[Begin]
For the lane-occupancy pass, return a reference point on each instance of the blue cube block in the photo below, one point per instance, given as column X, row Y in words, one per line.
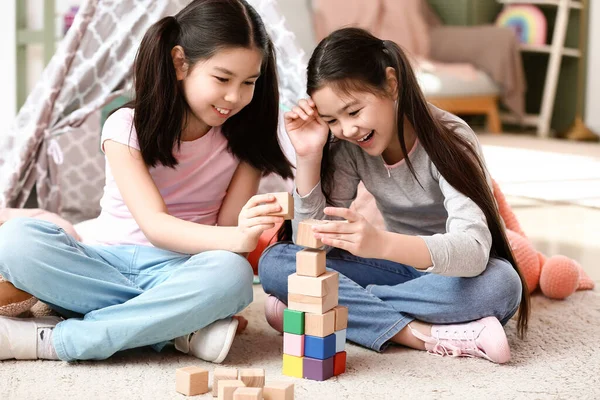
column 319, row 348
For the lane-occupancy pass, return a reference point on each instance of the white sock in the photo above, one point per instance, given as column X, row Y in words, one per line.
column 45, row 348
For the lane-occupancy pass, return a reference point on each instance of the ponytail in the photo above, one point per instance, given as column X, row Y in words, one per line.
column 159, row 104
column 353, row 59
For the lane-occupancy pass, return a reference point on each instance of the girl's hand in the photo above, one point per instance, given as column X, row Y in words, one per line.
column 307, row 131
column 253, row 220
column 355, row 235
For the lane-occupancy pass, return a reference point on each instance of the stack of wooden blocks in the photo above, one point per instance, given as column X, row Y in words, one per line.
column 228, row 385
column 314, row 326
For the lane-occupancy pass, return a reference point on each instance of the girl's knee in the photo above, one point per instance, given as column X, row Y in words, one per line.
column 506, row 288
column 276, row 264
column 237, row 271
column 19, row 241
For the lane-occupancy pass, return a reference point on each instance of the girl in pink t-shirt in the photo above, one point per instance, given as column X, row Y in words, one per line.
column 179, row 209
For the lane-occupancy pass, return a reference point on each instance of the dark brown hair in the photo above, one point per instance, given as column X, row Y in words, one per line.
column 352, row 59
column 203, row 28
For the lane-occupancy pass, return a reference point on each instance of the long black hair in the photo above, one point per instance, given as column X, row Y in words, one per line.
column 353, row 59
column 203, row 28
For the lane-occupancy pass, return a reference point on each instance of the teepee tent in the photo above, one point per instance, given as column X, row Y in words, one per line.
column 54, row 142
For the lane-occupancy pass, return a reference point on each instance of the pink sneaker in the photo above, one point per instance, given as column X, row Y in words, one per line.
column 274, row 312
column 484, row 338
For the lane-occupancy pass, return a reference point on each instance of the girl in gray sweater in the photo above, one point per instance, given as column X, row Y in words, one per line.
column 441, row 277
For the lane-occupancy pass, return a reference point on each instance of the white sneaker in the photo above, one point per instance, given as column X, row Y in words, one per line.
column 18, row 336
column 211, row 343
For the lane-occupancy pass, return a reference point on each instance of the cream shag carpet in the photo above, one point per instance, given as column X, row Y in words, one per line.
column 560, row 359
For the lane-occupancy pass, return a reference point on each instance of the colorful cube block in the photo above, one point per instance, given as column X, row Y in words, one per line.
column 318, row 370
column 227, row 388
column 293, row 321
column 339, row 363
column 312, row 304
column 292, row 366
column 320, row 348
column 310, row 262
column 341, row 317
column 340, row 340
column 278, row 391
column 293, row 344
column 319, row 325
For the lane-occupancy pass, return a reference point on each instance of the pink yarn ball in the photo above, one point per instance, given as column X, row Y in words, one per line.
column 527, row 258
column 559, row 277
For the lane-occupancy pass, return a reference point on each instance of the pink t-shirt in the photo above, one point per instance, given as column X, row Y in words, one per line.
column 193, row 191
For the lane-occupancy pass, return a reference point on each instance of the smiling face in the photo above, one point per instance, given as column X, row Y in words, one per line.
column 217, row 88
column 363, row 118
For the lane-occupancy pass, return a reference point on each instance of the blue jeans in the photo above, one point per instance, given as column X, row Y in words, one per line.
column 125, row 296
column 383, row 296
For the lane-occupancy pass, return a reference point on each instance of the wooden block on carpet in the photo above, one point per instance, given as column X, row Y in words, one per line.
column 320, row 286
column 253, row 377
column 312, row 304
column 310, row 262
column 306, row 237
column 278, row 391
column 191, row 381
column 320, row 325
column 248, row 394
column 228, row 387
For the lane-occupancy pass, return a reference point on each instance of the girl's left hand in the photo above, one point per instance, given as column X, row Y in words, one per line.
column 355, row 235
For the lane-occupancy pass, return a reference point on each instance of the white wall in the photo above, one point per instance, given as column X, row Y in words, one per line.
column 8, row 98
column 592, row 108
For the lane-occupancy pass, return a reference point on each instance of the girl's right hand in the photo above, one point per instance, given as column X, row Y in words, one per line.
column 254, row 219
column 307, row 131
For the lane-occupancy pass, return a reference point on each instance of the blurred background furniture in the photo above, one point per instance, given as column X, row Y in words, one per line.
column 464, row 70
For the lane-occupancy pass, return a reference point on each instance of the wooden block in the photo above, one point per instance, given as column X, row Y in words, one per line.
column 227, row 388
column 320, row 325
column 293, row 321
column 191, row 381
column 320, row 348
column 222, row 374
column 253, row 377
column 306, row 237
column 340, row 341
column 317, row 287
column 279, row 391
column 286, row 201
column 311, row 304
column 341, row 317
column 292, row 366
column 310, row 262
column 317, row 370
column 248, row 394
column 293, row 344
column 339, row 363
[End]
Required work:
Transcribe every record above exactly, leaving out the pictures.

Exercise result:
For the lane-occupancy pass, return a reference point on each instance of the blue cube block in the photo below, one point per instance, given as column X, row Y in words, one per line.
column 319, row 348
For the lane-occupancy pass, return a reference point on each instance of the white sock in the photo above, one point per instance, given as column X, row Y in words, one per line.
column 45, row 348
For the lane-occupancy pass, return a reference point on each instance of the ponytail in the photo above, one point per instance, given as column X, row Y in words, one per line.
column 159, row 104
column 353, row 59
For the lane-occupancy pass, return a reference point on each instance of the girl's hand in the photo above, one point per instance, given as column X, row Y in words, one per line.
column 307, row 131
column 253, row 220
column 355, row 235
For the lane-occupancy pass, return a reference point on each instance of the stack of wooden blocks in the photo above, one point per instance, given as column X, row Y in words, one per line.
column 228, row 385
column 314, row 326
For the lane-occupancy pass, return a reference point on each instance of the girl's knee in the photo above, one point per instance, given as column X, row Y in words, one per line.
column 506, row 288
column 276, row 264
column 237, row 271
column 19, row 241
For the lane-occupancy pass, return a reference point on each instance of the girl in pink t-shirt in the photo above, one point per instance, given as column X, row Y in words, one per line.
column 179, row 209
For the lane-occupancy pass, return a reference point on each instance of the dark brown hair in the photo above, one point per instance, given as column X, row Y in words, one per line.
column 352, row 59
column 203, row 28
For the lane-occupancy pass, return a reference point on each instance of the long black hair in the photo above, one point per instance, given as column X, row Y in words, one per line.
column 353, row 59
column 203, row 28
For the lane-occupancy pass, return a reference point on each instance of the teepee tent in the photo above, one point per instance, given as column X, row Y in words, one per line.
column 54, row 142
For the lane-occupancy pass, return a reference point on each instance of the pink sneaker in the photo above, one point per instance, given as column X, row Y in words, one per line.
column 274, row 312
column 484, row 338
For the lane-occupancy pass, return a reference point on each instance of the girl in gray sweater in the photo above, one point per instance, given as column X, row Y in words, one per line.
column 441, row 277
For the lane-occupancy pass, return a reference point on each instance of the white sneaker in the photo above, one point per instance, given as column X, row Y in words, one per line.
column 18, row 336
column 211, row 343
For the lane-occupancy pass, return a reference point on each instance of the cream shag carpet in the photo above, one point per instance, given as column X, row Y in words, one per line.
column 560, row 359
For the lane-occupancy pass, return a reference point on each instance of the colorful cube block in the photo above, one point per instance, given as column X, row Y in words, one per line.
column 318, row 370
column 227, row 388
column 293, row 321
column 339, row 363
column 312, row 304
column 292, row 366
column 320, row 348
column 310, row 262
column 341, row 317
column 340, row 340
column 278, row 391
column 293, row 344
column 319, row 325
For the lane-occupancy pass, return a reference point on each instance of the pink yarn ball in the photo above, one point per instance, given as column X, row Y in words, one per line.
column 527, row 258
column 559, row 277
For the lane-occupancy pass, return a reference point on each instance of the pink t-shirt in the photo above, one point per instance, given as column X, row Y in words, one per line.
column 193, row 191
For the lane-occupancy pass, return a reference point on each instance of the smiling face in the photo above, one point per instance, given as column X, row Y in words, one per line.
column 217, row 88
column 363, row 118
For the lane-occupancy pass, return a reference point on each instance of the blue jeans in the photo above, one point per instance, given as column X, row Y in words, one per line.
column 125, row 296
column 383, row 296
For the lane-occupancy pass, return a reference point on each instance of the wooden block on carpet in the photo above, one point per instance, given as column X, row Y in words, one per line.
column 320, row 286
column 253, row 377
column 312, row 304
column 310, row 262
column 306, row 237
column 278, row 391
column 191, row 381
column 320, row 325
column 248, row 394
column 228, row 387
For the lane-occupancy pass, return a reference point on each instance of the girl's left hand in the photo above, one point per instance, given as column X, row Y in words, one per line.
column 355, row 235
For the lane-occupancy pass, return a reference point on each instance of the white wall in the photo above, one point per instance, given as column X, row Y in words, one per line.
column 8, row 98
column 592, row 108
For the lane-occupancy pass, return a reference point on each instance of the girl's right hand in the photo above, one point per instance, given as column X, row Y in words, one per line.
column 254, row 219
column 307, row 131
For the lane-occupancy pass, return a reference point on each instance of the blurred background furniture in the photo above, one point per instance, given as column X, row Y in words, one per line.
column 464, row 70
For the lane-occupancy pass, return a reference point on each instance of the wooden block in the photo above, one point per instance, given as column X, row Y in words, one per line.
column 227, row 388
column 320, row 325
column 293, row 321
column 191, row 381
column 320, row 348
column 222, row 374
column 253, row 377
column 306, row 237
column 340, row 341
column 317, row 287
column 279, row 391
column 286, row 201
column 311, row 304
column 341, row 317
column 292, row 366
column 310, row 262
column 317, row 370
column 248, row 394
column 293, row 344
column 339, row 363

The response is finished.